DATA FOR PROCESSING
^^^^^^^^^^^^^^^^

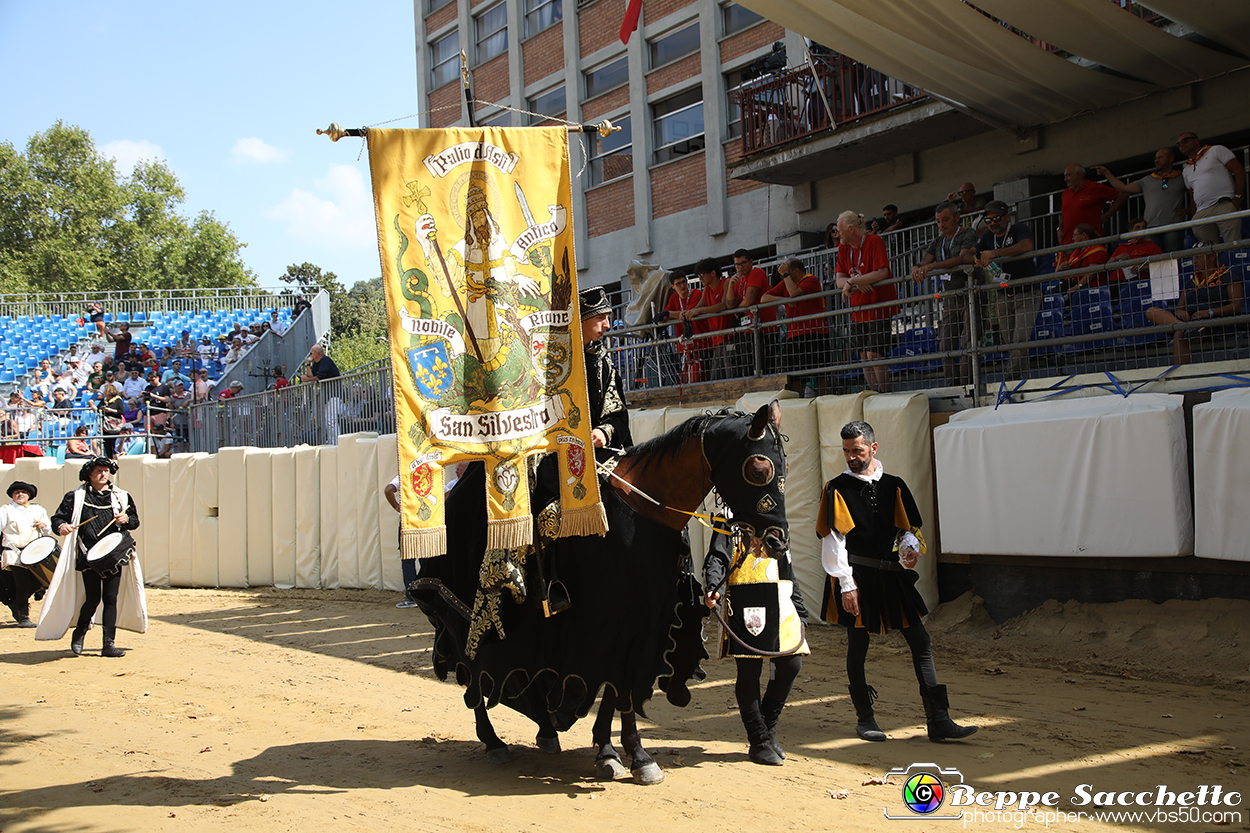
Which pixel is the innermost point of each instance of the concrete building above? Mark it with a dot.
(676, 185)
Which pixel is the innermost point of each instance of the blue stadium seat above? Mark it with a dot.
(1049, 325)
(1091, 319)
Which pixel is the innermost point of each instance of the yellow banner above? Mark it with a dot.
(476, 245)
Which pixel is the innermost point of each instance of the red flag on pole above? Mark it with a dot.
(629, 25)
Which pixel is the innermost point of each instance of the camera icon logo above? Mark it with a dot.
(924, 791)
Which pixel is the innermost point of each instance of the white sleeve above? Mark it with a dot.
(833, 558)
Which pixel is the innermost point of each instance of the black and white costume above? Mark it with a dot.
(864, 522)
(80, 587)
(19, 527)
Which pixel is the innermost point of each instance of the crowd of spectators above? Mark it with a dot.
(134, 397)
(978, 244)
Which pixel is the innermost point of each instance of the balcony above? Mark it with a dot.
(803, 124)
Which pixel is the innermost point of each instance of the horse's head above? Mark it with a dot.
(748, 467)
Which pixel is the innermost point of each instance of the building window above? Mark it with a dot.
(445, 53)
(541, 14)
(549, 104)
(611, 158)
(679, 44)
(733, 109)
(678, 125)
(491, 31)
(738, 18)
(608, 76)
(501, 119)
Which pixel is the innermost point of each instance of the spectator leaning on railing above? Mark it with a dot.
(863, 264)
(1164, 194)
(1216, 181)
(320, 365)
(1016, 304)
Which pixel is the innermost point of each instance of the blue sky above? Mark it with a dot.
(230, 95)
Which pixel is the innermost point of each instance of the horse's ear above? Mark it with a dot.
(770, 413)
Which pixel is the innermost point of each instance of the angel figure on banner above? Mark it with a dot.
(484, 264)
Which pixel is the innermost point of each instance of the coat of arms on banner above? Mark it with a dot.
(754, 619)
(478, 260)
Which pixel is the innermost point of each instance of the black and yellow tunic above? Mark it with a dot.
(871, 515)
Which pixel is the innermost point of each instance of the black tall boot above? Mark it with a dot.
(758, 734)
(771, 713)
(76, 639)
(936, 716)
(109, 648)
(865, 726)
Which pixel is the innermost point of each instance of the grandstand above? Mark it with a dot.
(53, 328)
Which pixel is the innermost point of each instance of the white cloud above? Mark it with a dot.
(340, 213)
(126, 154)
(255, 150)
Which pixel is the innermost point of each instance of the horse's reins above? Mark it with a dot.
(716, 609)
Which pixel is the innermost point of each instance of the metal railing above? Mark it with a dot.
(129, 302)
(801, 100)
(313, 413)
(941, 338)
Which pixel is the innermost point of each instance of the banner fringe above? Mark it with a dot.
(509, 533)
(423, 543)
(584, 520)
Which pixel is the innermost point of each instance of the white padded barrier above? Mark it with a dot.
(330, 525)
(260, 517)
(831, 414)
(1221, 475)
(308, 517)
(901, 425)
(369, 558)
(204, 522)
(388, 519)
(130, 477)
(283, 509)
(1095, 477)
(233, 517)
(345, 512)
(155, 522)
(181, 522)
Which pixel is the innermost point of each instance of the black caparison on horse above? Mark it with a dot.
(636, 612)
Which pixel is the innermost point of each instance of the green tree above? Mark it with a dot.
(358, 317)
(68, 222)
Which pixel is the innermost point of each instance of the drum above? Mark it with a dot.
(40, 558)
(109, 554)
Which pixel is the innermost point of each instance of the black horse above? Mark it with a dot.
(635, 617)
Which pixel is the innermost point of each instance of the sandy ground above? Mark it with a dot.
(301, 711)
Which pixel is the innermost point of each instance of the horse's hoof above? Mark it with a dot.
(648, 774)
(610, 769)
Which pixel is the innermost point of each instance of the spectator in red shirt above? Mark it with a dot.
(1083, 258)
(806, 343)
(1084, 203)
(753, 283)
(1134, 249)
(684, 357)
(714, 354)
(863, 269)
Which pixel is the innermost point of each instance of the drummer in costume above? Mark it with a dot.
(870, 539)
(764, 609)
(86, 517)
(21, 523)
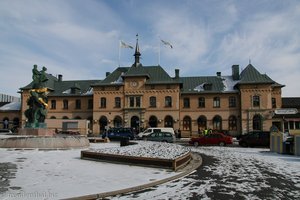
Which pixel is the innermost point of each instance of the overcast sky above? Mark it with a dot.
(80, 38)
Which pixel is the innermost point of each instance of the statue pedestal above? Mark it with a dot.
(36, 132)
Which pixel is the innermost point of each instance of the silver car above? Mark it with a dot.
(160, 137)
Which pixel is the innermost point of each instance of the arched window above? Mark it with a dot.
(168, 101)
(103, 102)
(5, 123)
(152, 102)
(257, 123)
(102, 123)
(187, 123)
(232, 123)
(117, 122)
(65, 104)
(216, 103)
(202, 123)
(217, 123)
(153, 121)
(169, 121)
(118, 102)
(201, 102)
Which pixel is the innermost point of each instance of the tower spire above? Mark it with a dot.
(137, 53)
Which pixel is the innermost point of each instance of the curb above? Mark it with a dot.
(191, 167)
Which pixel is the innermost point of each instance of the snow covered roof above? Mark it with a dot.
(11, 106)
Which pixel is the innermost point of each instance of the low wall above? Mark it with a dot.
(44, 142)
(144, 161)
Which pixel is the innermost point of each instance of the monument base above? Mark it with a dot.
(36, 132)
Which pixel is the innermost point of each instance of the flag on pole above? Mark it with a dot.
(167, 43)
(124, 45)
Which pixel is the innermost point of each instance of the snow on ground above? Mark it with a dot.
(227, 172)
(233, 173)
(60, 174)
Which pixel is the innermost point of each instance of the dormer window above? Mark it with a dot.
(207, 86)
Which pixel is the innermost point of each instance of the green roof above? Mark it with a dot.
(48, 84)
(64, 88)
(153, 74)
(82, 87)
(250, 75)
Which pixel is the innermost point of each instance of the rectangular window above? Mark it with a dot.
(216, 102)
(138, 102)
(103, 102)
(232, 102)
(273, 102)
(118, 102)
(131, 102)
(78, 104)
(168, 101)
(53, 104)
(297, 125)
(65, 104)
(186, 102)
(256, 101)
(201, 102)
(90, 104)
(153, 102)
(291, 125)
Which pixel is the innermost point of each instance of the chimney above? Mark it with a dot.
(235, 72)
(59, 77)
(176, 73)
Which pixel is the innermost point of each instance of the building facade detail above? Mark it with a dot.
(147, 96)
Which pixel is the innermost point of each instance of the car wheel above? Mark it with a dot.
(222, 144)
(244, 144)
(196, 144)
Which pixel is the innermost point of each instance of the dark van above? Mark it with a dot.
(119, 133)
(255, 138)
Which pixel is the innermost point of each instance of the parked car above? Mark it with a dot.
(148, 131)
(119, 133)
(255, 138)
(211, 139)
(160, 137)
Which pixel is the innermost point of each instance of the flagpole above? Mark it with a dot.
(119, 52)
(158, 51)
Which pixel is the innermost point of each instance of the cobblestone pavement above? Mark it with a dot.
(7, 172)
(225, 174)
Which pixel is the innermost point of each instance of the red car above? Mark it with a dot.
(212, 139)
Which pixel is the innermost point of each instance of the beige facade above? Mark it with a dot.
(146, 96)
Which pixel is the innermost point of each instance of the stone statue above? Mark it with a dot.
(38, 101)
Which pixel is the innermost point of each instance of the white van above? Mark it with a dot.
(155, 129)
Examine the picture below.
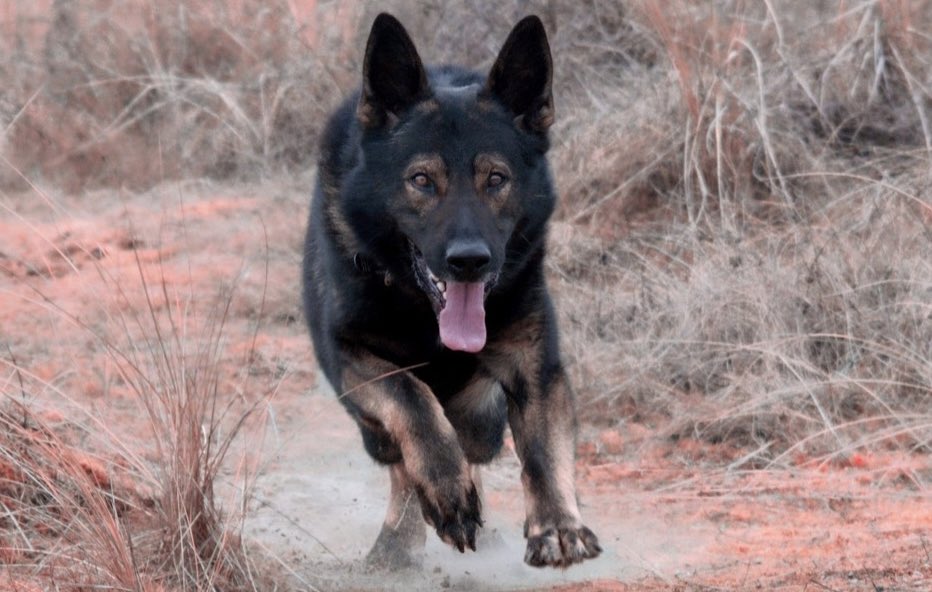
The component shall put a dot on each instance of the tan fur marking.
(361, 381)
(428, 106)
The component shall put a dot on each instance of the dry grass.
(87, 505)
(743, 252)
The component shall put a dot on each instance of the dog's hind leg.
(404, 533)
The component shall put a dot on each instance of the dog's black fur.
(430, 178)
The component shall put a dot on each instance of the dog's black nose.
(468, 258)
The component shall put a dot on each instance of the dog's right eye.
(421, 181)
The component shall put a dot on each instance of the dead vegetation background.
(743, 254)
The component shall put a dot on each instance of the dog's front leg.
(542, 416)
(400, 412)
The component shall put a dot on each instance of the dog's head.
(456, 167)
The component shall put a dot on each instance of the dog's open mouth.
(459, 306)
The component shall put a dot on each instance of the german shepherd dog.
(425, 294)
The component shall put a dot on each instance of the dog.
(425, 294)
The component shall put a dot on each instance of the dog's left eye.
(496, 180)
(421, 181)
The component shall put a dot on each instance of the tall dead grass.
(87, 504)
(762, 278)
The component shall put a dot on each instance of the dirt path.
(322, 500)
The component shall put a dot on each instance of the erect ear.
(522, 76)
(393, 77)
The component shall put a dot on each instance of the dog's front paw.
(453, 508)
(562, 547)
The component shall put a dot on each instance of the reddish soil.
(672, 515)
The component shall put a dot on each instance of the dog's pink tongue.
(462, 320)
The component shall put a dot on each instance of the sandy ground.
(671, 515)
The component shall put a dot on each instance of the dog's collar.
(367, 266)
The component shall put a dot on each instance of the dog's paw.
(562, 547)
(454, 509)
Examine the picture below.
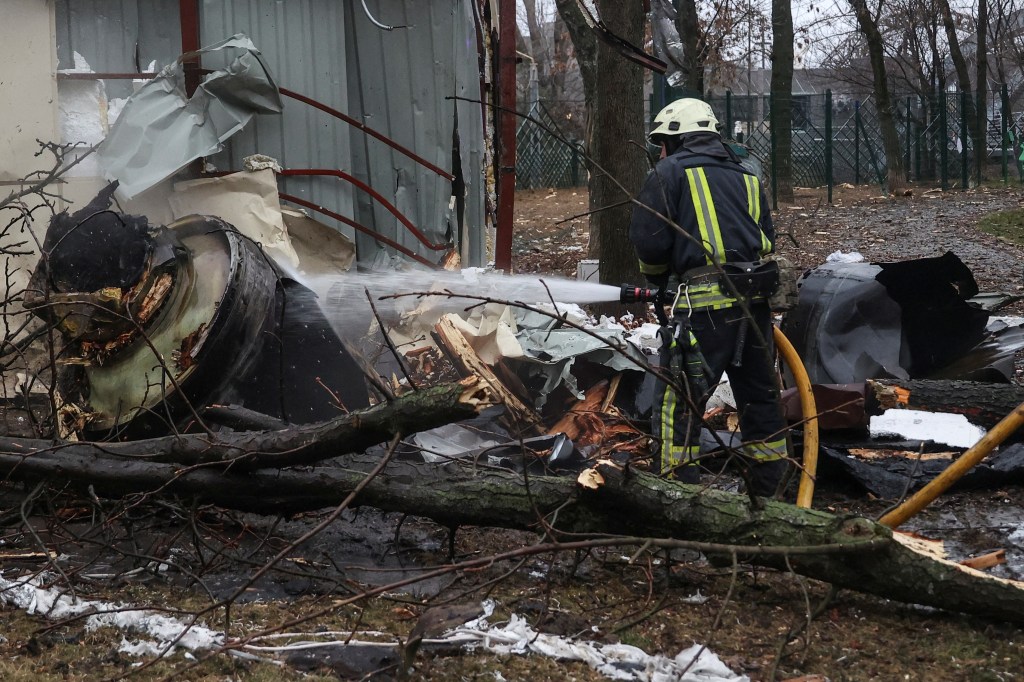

^^^^^^^^^^^^^^^^

PROBLEM DETAILS
From the line that contains "dog's left eye." to the final line of the material, write out each line exactly. Pictures stay out.

EXERCISE SOLUTION
The component shall put a dot on each instance of the dog's left eye.
(496, 180)
(421, 181)
The component shall put a dot on each instance of the tall dead grass.
(87, 504)
(762, 278)
The component shall put a dot on each instance of the dirt path.
(322, 500)
The component shall put a dot on each instance of the erect ear.
(522, 76)
(393, 77)
The component shall put a dot on each instance of the dog's front paw.
(453, 508)
(562, 547)
The component shall put a dot on each instance of the reddish soil.
(672, 515)
The component shall put a dot on each instance of the dog's pink tongue.
(462, 320)
The component shall put a dot on each instance of the sandy ground.
(671, 515)
The component shall put a dot on each instance of the dog's collar.
(367, 266)
The component shall put a dot on each instance of the dog's paw.
(562, 547)
(454, 509)
Examine the picture below.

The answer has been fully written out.